Baghdad/Geneva: The final battle to recapture Falluja, IS's stronghold near Baghdad, will start in "days, not weeks", a militia leader said on Friday, as new reports emerged of people starving to death in the besieged city.
The first phase of the offensive that started on Monday is nearly finished, with the complete encirclement of the city that lies 50 km (32 miles) west of the Iraqi capital, said Hadi Al Amiri, leader of the Badr Organisation.
Amiri, in military fatigues, spoke to state-TV from the operations area with Prime Minister Haider Al Abadi standing by his side, wearing the black uniform of Iraq's counter-terrorism force.
At the end of last year, Abadi said 2016 would be the year of the final victory over IS, which declared a caliphate two years ago in territory it controls in Iraq and Syria.
Falluja is a bastion of the insurgency that fought the US occupation of Iraq and the Iraqi authorities. It was the first city captured by IS in Iraq, in January 2014, and is the second-largest still held by the militants after Mosul, their de-facto capital.
Amiri said this week the paramilitary coalition known as Popular Mobilization would only take part in the encirclement operations, and would let the army storm Falluja. It would only enter the city if the army's attack failed.
The army has defused more than 250 explosive devices planted by the militants in roads and villages to delay the troops' advance, state TV said, citing military officers.
Amiri called on civilians to leave from a southwestern exit called the Al Salam (Peace) Junction. But the United Nations said on Friday about 50,000 civilians were being prevented by the hardline militants from escaping.
Those who did manage to flee the city reported some people were dying of starvation, the UN refugee agency UNHCR said. The Norwegian Refugee Council on Thursday reported similar accounts from displaced people interviewed at a camp near Falluja.
"Food has been in very short supply. We are hearing accounts that people are relying on expired rice and dried dates and that's about it for their diet," UNHCR spokeswoman Melissa Fleming told a news briefing in Geneva.

> Information supplied:
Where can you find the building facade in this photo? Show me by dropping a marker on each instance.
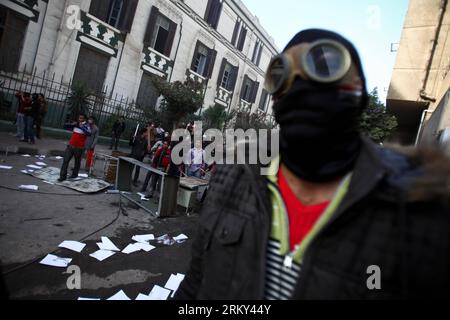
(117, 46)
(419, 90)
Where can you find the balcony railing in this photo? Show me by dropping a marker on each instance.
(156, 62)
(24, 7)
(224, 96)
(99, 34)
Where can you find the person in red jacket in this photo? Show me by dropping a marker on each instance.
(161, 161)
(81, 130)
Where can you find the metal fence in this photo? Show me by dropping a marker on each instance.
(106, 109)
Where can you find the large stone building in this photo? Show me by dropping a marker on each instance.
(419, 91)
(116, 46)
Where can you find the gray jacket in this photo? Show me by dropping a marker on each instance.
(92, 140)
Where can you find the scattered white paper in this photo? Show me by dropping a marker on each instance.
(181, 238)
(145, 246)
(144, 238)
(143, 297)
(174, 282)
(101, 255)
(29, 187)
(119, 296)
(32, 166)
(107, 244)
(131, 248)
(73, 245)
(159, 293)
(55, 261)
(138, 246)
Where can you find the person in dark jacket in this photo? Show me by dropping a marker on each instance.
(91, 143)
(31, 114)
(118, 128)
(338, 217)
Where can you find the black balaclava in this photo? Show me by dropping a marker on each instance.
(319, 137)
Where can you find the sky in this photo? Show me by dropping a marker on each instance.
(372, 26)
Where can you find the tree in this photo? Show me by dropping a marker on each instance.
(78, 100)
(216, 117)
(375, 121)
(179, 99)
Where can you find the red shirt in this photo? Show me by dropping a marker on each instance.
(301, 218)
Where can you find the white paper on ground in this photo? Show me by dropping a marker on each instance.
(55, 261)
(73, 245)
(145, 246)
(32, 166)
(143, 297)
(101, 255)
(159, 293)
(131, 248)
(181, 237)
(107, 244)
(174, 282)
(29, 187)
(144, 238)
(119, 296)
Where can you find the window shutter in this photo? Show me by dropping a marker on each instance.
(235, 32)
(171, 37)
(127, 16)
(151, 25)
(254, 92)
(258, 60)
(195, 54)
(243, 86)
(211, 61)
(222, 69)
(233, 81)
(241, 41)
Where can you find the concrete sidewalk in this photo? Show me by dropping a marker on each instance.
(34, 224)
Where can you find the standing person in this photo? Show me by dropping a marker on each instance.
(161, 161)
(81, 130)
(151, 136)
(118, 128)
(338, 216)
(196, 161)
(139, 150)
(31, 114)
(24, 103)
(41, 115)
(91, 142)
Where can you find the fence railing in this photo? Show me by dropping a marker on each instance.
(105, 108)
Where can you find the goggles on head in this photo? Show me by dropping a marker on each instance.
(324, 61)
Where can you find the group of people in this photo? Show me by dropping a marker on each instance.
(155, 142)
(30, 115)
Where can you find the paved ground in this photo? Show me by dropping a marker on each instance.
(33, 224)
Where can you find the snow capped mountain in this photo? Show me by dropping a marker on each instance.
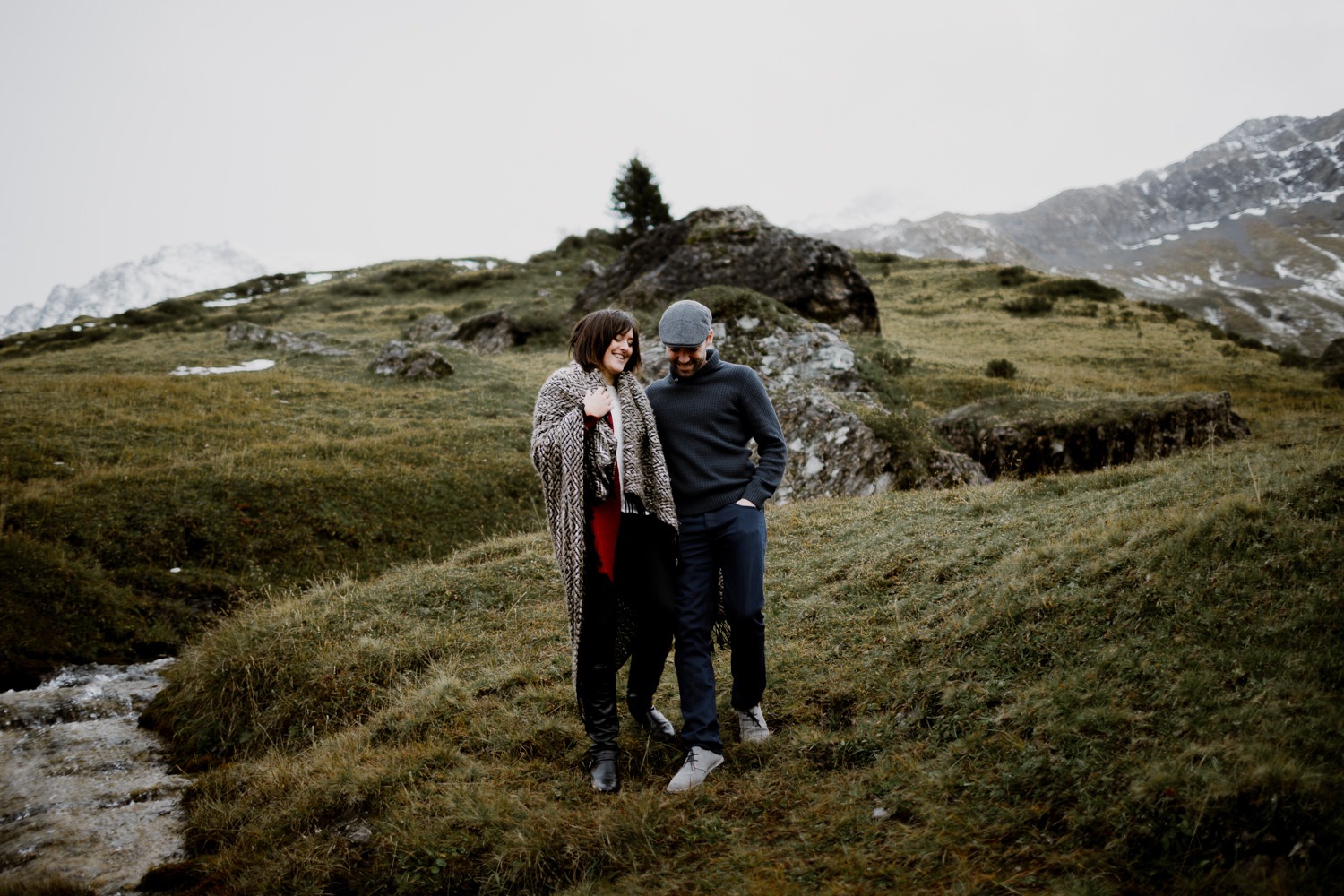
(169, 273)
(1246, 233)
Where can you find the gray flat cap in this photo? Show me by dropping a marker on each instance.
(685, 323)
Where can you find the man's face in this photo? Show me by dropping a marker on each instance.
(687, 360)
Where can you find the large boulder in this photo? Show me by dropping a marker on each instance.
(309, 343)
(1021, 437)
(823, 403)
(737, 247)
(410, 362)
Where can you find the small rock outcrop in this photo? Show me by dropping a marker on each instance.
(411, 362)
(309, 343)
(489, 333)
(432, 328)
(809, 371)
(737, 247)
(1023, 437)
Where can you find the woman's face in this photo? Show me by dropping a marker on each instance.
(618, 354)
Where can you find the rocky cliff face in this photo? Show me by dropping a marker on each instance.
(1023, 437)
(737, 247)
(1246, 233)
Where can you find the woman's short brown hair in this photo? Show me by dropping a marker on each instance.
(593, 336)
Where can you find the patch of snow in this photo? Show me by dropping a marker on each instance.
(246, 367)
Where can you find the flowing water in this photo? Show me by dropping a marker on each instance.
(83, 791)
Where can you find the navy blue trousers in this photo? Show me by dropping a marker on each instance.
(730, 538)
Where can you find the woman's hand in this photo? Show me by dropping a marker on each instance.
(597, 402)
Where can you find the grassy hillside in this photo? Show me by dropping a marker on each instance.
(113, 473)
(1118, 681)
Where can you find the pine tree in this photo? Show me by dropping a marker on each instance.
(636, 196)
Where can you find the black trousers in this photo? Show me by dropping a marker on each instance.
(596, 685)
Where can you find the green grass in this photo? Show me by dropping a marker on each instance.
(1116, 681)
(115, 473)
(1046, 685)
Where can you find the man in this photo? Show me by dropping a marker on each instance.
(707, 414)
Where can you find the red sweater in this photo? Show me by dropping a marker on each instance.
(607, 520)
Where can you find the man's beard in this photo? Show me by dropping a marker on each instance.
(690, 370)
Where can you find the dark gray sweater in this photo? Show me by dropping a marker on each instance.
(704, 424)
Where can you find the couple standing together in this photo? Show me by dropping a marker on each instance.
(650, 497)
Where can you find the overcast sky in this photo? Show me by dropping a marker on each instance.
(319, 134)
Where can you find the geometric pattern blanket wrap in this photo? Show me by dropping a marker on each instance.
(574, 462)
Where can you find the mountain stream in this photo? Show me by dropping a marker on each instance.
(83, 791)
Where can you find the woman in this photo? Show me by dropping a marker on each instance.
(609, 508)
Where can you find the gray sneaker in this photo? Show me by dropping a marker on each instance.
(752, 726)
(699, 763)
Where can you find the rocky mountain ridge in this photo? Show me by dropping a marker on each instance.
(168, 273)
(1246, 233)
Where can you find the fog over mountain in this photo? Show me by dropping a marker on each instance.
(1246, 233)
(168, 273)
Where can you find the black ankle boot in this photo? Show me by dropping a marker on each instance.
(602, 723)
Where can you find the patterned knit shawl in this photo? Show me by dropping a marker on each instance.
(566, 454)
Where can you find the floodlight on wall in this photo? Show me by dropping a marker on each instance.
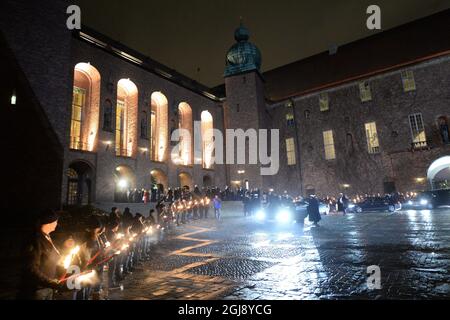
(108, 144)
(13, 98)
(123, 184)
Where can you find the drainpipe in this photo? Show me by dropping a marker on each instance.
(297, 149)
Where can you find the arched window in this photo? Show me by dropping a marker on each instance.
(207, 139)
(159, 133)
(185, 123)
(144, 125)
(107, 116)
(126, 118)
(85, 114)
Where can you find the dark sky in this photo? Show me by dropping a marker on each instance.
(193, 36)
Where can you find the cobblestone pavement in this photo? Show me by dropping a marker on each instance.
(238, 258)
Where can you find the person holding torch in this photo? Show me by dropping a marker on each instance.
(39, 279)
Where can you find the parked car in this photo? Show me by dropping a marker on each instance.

> Things to do:
**1)** According to the news report on Falluja above, how far from Baghdad does the city lie?
**2)** Repeat the news report on Falluja word for word, everything from "Those who did" down to "briefing in Geneva.".
**3)** Carry on the news report about the battle for Falluja from the point where it stops.

> Answers for the exercise:
**1)** Falluja lies 50 km (32 miles) west of Baghdad.

**2)**
Those who did manage to flee the city reported some people were dying of starvation, the UN refugee agency UNHCR said. The Norwegian Refugee Council on Thursday reported similar accounts from displaced people interviewed at a camp near Falluja.
"Food has been in very short supply. We are hearing accounts that people are relying on expired rice and dried dates and that's about it for their diet," UNHCR spokeswoman Melissa Fleming told a news briefing in Geneva.

**3)**
"They have to rely on unsafe water sources, including drainage water from the irrigation canals."
Another UNHCR spokeswoman, Ariane Rummery, later said about 825 families were able to leave the city hurriedly on Friday, with no belongings, and were taken to safety by minibus.
Between 500 and 700 IS militants are in Falluja, according to a US military estimate. The death toll since the start of the military operation on Monday has reached about 50, including 30 civilians and 20 miliants, a source in the city's main hospital said.
Success in recapturing Falluja might help Abadi refocus the attention of Iraq's unruly political parties on the war on IS, and defuse unrest prompted by delays in his planned reshuffle of the cabinet to help root out corruption.
But thousands of anti-corruption demonstrators gathered again on Friday in central Baghdad, prompting security forces to fire tear gas and rubber bullets as they tried to approach the heavily fortified Green Zone.
The demonstrators ignored Abadi's appeal on Thursday for an end to protests against his government while the armed forces are fighting to retake Falluja. "Holding demonstrations is a right, but that would put pressure on our forces," he said.
A week ago, security forces fired live rounds at demonstrators who broke into the Green Zone, killing four and wounding more than 90, according to hospital sources.